-- GOAL OF THE EXERCISE --
Rewrite the records with every "iron" changed to "wooden" and nothing else altered. Omit the pictures from your answer.

-- AVAILABLE RECORDS --
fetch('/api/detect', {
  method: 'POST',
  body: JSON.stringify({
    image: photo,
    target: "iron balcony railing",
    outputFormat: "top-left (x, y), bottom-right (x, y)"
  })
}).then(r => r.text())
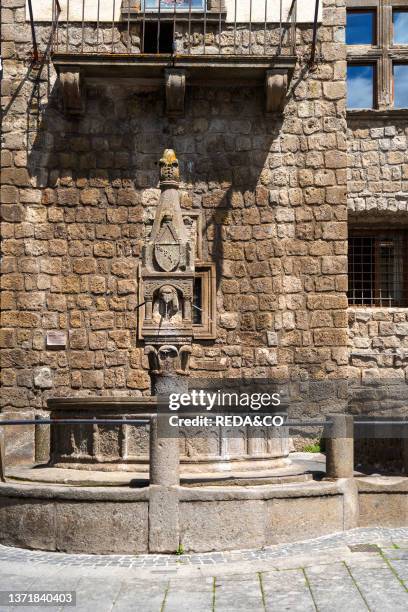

-- OUTPUT OF THE EXERCISE --
fetch('/api/detect', {
  method: 'POST',
  body: JSON.stringify({
    image: photo,
    target: "wooden balcony railing",
    outputFormat: "top-left (x, y), bottom-right (x, y)"
  })
}).then(r => r.text())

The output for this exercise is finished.